WHAT NEEDS TO BE DONE. Reproduce verbatim the lines below, from the line containing "Note: spot each instance of the blue banner with white" through the end of the records, inclusive.

[Records from a pointing dataset]
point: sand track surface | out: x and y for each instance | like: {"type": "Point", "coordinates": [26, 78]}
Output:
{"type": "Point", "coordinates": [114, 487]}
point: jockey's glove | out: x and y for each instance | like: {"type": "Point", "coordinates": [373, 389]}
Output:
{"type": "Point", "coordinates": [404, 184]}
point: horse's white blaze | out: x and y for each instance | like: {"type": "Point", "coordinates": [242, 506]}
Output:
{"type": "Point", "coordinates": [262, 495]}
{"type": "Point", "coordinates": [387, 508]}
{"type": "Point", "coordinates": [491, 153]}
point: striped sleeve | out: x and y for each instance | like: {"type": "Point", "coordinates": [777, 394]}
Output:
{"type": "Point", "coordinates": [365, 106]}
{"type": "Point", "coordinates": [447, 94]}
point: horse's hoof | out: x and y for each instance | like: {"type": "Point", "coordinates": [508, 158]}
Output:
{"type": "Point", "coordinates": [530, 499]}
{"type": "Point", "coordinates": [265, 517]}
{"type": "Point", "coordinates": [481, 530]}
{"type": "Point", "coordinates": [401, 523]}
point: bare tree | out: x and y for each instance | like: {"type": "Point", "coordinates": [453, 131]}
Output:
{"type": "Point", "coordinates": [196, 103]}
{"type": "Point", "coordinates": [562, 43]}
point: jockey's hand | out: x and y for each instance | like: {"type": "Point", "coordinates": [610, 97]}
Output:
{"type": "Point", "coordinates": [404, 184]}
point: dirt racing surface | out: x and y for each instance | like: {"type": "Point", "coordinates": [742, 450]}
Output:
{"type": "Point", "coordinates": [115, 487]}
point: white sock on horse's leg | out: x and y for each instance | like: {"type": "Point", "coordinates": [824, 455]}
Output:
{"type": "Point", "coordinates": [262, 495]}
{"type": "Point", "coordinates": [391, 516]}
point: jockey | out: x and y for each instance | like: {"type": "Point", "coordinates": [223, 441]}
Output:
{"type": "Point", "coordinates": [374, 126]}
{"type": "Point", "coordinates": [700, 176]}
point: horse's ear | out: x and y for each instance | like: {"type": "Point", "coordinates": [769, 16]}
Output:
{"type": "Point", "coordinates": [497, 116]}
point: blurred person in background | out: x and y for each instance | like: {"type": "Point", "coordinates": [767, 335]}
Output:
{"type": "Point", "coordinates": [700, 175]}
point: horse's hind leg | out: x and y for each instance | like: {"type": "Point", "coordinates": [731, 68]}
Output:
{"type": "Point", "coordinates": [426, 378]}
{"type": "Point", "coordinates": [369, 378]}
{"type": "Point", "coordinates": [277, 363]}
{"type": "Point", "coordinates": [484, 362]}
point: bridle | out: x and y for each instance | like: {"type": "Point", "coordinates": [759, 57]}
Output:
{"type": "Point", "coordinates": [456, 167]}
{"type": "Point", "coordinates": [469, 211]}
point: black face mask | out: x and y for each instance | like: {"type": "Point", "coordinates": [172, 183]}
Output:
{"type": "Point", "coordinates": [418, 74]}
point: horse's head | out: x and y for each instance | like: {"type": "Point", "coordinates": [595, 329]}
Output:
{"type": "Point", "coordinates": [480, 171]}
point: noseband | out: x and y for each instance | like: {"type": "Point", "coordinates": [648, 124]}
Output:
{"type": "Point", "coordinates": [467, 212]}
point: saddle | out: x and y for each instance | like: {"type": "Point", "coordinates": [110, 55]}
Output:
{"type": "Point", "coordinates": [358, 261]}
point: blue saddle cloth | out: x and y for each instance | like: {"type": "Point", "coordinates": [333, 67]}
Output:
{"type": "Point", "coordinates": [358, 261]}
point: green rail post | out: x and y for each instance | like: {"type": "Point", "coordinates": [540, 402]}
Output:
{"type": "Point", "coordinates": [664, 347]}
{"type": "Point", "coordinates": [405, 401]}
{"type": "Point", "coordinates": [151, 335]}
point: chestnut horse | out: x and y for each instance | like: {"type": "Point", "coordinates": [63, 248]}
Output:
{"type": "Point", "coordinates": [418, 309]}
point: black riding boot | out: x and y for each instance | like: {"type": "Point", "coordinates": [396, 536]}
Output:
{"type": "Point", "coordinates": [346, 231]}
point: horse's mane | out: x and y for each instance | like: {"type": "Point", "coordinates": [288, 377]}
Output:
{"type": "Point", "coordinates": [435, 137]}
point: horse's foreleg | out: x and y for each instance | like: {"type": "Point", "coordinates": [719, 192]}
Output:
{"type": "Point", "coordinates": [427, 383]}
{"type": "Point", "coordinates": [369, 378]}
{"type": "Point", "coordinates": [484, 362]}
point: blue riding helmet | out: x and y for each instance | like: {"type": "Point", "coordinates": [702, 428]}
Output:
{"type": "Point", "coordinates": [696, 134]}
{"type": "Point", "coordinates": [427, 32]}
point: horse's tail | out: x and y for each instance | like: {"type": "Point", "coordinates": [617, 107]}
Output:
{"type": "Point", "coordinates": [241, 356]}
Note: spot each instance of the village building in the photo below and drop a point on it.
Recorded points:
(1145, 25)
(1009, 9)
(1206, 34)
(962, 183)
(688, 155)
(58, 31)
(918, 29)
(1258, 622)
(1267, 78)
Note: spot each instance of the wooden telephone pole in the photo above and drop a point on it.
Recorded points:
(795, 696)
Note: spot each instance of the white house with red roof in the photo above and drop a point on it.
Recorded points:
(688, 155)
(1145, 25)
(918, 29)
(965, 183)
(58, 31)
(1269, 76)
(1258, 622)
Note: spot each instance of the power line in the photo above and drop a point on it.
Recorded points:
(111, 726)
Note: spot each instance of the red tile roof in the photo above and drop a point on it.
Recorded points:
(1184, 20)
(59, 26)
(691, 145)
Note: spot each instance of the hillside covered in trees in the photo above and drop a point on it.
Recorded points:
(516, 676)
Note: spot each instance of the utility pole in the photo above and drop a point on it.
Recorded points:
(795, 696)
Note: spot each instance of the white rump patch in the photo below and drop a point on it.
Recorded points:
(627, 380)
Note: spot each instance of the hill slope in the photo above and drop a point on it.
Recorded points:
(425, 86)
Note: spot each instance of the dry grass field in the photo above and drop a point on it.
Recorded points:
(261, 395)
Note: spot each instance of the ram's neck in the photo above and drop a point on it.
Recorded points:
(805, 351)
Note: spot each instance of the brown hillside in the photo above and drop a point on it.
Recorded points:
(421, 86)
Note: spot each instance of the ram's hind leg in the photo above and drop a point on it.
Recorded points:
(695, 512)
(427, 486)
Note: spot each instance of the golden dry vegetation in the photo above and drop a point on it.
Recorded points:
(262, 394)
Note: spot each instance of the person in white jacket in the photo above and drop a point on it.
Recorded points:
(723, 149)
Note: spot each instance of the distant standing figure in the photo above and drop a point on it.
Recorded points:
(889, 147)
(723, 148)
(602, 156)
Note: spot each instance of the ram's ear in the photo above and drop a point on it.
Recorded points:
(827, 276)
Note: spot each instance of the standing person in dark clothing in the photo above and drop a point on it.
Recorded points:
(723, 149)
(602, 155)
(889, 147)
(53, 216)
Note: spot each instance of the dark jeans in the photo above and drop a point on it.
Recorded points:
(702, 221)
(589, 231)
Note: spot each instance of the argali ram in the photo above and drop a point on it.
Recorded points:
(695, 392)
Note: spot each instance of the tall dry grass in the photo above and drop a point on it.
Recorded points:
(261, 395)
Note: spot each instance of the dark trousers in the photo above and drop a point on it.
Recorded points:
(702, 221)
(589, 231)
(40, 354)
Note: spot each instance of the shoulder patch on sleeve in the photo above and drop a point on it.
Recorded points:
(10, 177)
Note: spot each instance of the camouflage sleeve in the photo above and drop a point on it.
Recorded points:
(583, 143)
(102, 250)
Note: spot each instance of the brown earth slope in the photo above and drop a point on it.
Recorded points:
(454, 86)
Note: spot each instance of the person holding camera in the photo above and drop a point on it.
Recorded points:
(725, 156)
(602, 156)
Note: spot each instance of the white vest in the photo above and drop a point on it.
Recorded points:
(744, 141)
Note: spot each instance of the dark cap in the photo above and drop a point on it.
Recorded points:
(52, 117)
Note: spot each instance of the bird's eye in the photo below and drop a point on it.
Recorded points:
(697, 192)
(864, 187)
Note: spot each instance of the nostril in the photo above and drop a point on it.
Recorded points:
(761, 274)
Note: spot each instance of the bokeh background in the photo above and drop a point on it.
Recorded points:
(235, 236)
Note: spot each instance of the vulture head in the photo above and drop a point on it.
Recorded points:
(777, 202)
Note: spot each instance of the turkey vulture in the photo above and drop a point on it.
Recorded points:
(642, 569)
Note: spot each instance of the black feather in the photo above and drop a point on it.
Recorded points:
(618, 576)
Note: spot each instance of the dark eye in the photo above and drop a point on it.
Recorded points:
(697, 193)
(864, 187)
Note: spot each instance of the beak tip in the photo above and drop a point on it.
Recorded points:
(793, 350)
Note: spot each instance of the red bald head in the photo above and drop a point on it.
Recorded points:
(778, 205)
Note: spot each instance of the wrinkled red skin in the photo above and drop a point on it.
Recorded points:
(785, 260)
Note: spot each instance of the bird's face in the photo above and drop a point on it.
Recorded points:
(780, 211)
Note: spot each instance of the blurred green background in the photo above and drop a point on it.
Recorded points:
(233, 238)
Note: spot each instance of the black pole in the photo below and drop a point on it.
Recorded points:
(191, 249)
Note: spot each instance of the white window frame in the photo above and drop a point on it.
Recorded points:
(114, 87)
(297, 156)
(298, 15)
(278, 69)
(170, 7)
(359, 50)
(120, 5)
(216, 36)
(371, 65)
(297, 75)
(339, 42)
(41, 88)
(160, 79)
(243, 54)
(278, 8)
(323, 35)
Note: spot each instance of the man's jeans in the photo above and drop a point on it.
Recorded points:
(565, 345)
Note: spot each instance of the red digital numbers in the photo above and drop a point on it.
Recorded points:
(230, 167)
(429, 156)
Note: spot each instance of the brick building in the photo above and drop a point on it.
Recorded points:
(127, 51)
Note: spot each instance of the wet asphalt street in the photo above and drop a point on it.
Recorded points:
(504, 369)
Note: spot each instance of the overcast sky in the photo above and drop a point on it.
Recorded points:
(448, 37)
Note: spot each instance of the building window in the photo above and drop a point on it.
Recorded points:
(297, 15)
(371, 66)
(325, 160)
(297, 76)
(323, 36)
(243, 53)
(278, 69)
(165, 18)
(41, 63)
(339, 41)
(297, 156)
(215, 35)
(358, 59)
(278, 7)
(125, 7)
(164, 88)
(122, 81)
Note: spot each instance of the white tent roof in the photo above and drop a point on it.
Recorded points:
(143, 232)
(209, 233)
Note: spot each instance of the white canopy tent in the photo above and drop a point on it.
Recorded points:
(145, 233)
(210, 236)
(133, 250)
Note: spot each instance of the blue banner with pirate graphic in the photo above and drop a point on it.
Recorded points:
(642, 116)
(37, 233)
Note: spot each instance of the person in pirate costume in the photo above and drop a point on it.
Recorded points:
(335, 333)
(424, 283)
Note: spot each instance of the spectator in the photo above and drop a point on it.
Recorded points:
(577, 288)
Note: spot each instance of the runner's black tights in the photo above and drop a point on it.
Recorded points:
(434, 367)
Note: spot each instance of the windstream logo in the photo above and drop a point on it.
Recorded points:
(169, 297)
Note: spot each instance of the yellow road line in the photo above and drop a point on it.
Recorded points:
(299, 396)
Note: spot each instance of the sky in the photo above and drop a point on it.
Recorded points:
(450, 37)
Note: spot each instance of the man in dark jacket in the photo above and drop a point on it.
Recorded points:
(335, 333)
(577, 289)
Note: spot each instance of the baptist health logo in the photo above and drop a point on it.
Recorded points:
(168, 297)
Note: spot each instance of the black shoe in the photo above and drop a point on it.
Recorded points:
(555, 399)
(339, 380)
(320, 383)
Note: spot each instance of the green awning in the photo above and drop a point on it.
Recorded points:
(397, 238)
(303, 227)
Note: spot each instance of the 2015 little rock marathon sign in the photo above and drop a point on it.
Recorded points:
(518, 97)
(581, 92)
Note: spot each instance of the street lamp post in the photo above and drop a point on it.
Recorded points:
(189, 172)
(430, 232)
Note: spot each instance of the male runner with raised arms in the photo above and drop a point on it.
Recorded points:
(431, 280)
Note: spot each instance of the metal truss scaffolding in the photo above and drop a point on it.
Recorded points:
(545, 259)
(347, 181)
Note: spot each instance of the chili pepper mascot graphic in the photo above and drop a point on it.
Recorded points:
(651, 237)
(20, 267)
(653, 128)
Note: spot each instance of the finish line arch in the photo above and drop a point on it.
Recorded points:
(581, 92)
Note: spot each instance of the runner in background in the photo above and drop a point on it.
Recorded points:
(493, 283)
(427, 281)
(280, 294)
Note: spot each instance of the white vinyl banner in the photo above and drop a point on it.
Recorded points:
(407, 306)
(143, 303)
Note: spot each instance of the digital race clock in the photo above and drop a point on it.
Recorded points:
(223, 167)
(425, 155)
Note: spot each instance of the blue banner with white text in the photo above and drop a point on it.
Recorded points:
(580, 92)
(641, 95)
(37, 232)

WRITTEN SOLUTION.
Note: spot each instance of the blue banner with white text in the photo above and drop a point on it.
Recorded points:
(580, 92)
(641, 95)
(37, 232)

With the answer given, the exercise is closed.